═════ Excerpt to read ═════

Ray Barretto: El Watusi
From Charanga Moderna (Tico, 1962)

Boogaloo Con Soul
From Latino Con Soul (United Artists, 1967)

Acid + A Deeper Shade of Soul
From Acid (Fania, 1967)

From Together (Fania, 1969)

From Our Latin Thing (Fania, 1972)

Slo Flo
From Barretto Live: Tomorrow (Atlantic, 1976)

(Editor's Note: Jeff Chang and I collaborated on the following post. I write the following:)


Ray Barretto passed away on Friday from heart failure, at age 76.

With his signature, thick-rimmed glasses, Barretto never looked like what'd you expect from a king of Latin percussion: he seemed more like, well, your accountant maybe. Yet even if he never became as famous as his fellow conguero Mongo Santamaria, for many Latin music aficionados, he was just as revered, if not more, especially given a late career resurgence in the last five years. Barretto was also part of a larger wave of great percussionists to come out of New York, alongside Tito Puente, Willie Bobo and Sabu Martinez and of that bunch, none was as influential as Barretto in helping to push the Latin soul sound in the 1960s and '70s.

Barretto's early influences came out of the Latin jazz experimentations of the 1950s, specifically Dizzy Gillespie's "Manteca" which became one of Barretto's early hits during his years as a studio sessionist and sideman, recording for Blue Note, Riverside and Prestige. His emergence as a bandleader came with Riverside but it was his move over to George Goldner's Tico Records (the king of Latin labels until Fania came along) that yielded Barretto's first huge hit: "El Watusi".

═════

- Tasks -
1. In the Ray Barretto tribute, what caused Barretto's death, and how old was he?
2. Turn the paragraph of the Ray Barretto tribute that begins "Barretto's early influences came out" into a short bulleted list that keeps its main facts.
3. Go on with the Ray Barretto tribute, picking up right after its final sentence.
The data that follows has no connection to the Ray Barretto tribute.

═════ Provided material ═════

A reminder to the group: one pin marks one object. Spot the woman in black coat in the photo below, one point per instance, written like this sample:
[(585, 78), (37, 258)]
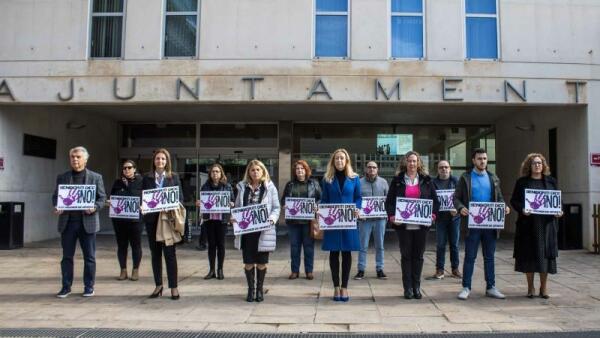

═════

- Expected responses -
1. He died of heart failure at age 76.

2.
- Barretto's early influences came from the Latin jazz experiments of the 1950s, especially Dizzy Gillespie's "Manteca."
- "Manteca" became one of his early hits while he worked as a studio sessionist and sideman for Blue Note, Riverside and Prestige.
- He first emerged as a bandleader with Riverside.
- His move to George Goldner's Tico Records, the leading Latin label until Fania came along, produced his first huge hit, "El Watusi."

3.
"El Watusi" was a charanga, one of the precursors to the boogaloo - you can hear on "Watusi" how boogaloo would build on the same basic elements as the charanga: piano-lead rhythm section, hand claps, and an irresistible dance groove (albeit at a much slower tempo).

Barretto rode the success of "El Watusi" for years: his next album for Tico was called El Watusi Man, two years later he released, Viva Watusi!. By 1967 however, Barretto had moved onto trying to capitalize on the boogaloo craze, recording his Latino Con Soul (a simple but rather genius title) for United Artists. "Boogaloo Con Soul" comes from that LP (the title is a bit redundant since, technically speaking, the "con soul" part is implicit in boogaloo songs). It's a cool tune, one of the slower boogaloos out there, especially in comparison to Joe Cuba or Pete Rodriguez's hits of the same era. It's also longer than most, clocking in just over five minutes and in that respect, many of Barretto's boogaloos nodded to his background in jazz and the longer compositions of the genre.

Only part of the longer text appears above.